Yang perlu dikerjakan:
a. Dalam teks tentang PR perkalian, berapa nilai yang diberikan guru kepada murid tersebut?
b. Lanjutkan teks tentang PR perkalian setelah kalimat terakhirnya.

Teks kutipan:
<<<<

Seorang guru memberikan PR untuk muridnya yang duduk di kelas 2 SD. Soal tersebut berupa penambahan berulang yang akan menghasilkan sebuah perkalian.
4+4+4+4+4+4 = ?
Oleh seorang murid, penjumlahan berulang tersebut menghasilkan jawaban 4×6 = 24. Ternyata setelah PR dikembalikan, sang guru mencoret hampir semua jawaban di murid dan memberikan nilai dua puluh pada murid tersebut.
Sang kakak, yang kebetulan membantu adiknya mengerjakan PR kemudian mengajukan protes pada guru. Menurut bukankah jawaban akhir si adik sudah benar? Jadi kenapa adiknya mendapat nilai sejelek itu?
Cerita ini kemudian menyebar di dunia maya dan kemudian terjadilah pro kontra. Ada yang mengatakan guru tersebut sudah benar karena lebih menekankan proses ketimbang hasil akhir. Ada pula yang malah menyalahkan guru karena menyalahkan jawaban murid bisa menghambat kreatifitas si anak dan juga karena baik 4×6 atau 6×4 toh akan menghasilkan angka yang sama. Jika hasil akhir sudah benar, maka proses bisa diabaikan. Begitu katanya.
Saya sendiri ketika mengetahui topik ini mau tak mau berusaha mengingat bagaimana dulu saya belajar perkalian. Yah, kalau kata orang sih, membangungnkan macan yang sedang tidur. Dan setelah menggali memori yang ada, ternyata dulu saya belajar perkalian dengan sistem hafalan. Terlebih dahulu saya menghafalkan perkalian 1 hingga 10 (dengan bantuan tabel). Hafalan perkalian 1 hingga ini nantinya akan menjadi dasar bagi saya untuk tahap perkalian selanjutnya.
Ketika soal perkalian mulai berada pada tingkatan rumit (puluhan dan ratusan), almarhum kakek kemudian mengajarkan sebuah trik untuk mengecek hasil perkalian kita sudah benar apa tidak.
Caranya adalah dengan membuat sebuah timbangan mata angin untuk 4 penjuru. Bagian atas dan bawah mewakili bilangan pengali dalam bentuk satuan. Nah berhubung dalam kasusnya bilangan pengali tersebut adalah puluhan, maka harus dijumlahkan terlebih dahulu hingga menghasilkan angka satuan.

>>>>

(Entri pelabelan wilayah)
<<<<

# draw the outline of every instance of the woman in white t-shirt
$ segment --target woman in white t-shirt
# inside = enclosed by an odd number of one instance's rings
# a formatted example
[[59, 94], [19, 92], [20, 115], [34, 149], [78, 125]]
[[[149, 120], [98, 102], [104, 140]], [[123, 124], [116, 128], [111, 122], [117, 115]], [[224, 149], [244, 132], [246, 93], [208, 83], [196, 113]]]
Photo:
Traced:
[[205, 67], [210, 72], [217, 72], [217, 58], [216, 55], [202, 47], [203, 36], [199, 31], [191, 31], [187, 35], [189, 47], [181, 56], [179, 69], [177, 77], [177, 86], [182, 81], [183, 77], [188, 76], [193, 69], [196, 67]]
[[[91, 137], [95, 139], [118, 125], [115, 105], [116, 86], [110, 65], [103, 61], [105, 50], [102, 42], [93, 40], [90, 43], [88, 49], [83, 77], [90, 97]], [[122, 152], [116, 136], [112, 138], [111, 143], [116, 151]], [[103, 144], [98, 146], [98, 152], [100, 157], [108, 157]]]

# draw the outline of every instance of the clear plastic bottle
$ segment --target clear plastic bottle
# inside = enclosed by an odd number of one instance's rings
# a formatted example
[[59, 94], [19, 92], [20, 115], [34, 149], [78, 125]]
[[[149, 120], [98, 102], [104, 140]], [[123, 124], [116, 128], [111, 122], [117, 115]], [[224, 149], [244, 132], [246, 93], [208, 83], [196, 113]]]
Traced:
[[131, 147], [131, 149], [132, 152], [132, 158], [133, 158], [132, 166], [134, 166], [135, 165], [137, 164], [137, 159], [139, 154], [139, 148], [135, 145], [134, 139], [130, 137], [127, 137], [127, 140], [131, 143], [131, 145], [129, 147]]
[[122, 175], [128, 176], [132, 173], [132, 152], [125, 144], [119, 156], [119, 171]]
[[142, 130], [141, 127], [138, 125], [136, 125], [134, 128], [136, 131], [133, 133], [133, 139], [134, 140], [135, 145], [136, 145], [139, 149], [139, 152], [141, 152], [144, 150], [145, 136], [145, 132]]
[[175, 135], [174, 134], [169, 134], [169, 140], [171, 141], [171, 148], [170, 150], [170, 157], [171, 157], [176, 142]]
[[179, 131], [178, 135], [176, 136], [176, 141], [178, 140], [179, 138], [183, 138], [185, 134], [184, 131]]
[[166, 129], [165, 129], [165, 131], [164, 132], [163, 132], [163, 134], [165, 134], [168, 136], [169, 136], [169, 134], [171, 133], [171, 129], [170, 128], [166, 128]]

>>>>

Sebagai tanggapan:
a. Nilai dua puluh.

b.
Bilangan pengali yang sudah jadi satuan ini kemudian dikalikan dan hasilnya ditulis pada bagian timbangan sebelah kiri. Kemudian untuk timbangan sebelah kanan, merupakan hasil dari perhitungan perkalian yang sebenarnya, yang juga sudah dijadikan satuan.
Untuk lebih jelasnya bisa dilihat pada gambar berikut:
Trik ini benar-benar membantu saya dalam mengerjakan soal matematika tanpa kalkulator. Dan seingat saya, waktu itu saya tidak belajar tentang konsep penjumlahan berulang dalam menghitung perkalian.
Kembali lagi ke soal 4×6 dan 6×4, asaat soal tersebut saya tanyakan pada adik bungsu saya yang duduk di kelas XII, dia pun dengan cepat memberikan jawaban 4×6 untuk soal ibu guru. Jawaban yang sama yang mungkin saya berikan ketika melihat soal tersebut. Dan ketika saya tanya alasan dia menjawab seperti itu, jawabannya adalah karena dia terlebih dahulu melihat angka 4.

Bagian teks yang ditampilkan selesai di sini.